(Given data):
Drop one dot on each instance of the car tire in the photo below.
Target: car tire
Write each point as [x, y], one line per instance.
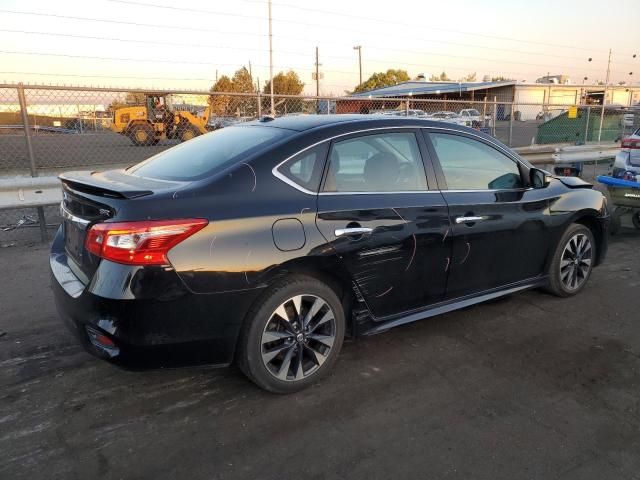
[615, 223]
[285, 355]
[572, 261]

(To be done): Take the listing and print it again exactly, but without any pictures.

(Result for this task):
Drop one dot on each instance of the car tire in the photo below.
Target: car tire
Write each point as [x, y], one line per instance.
[615, 223]
[285, 355]
[572, 261]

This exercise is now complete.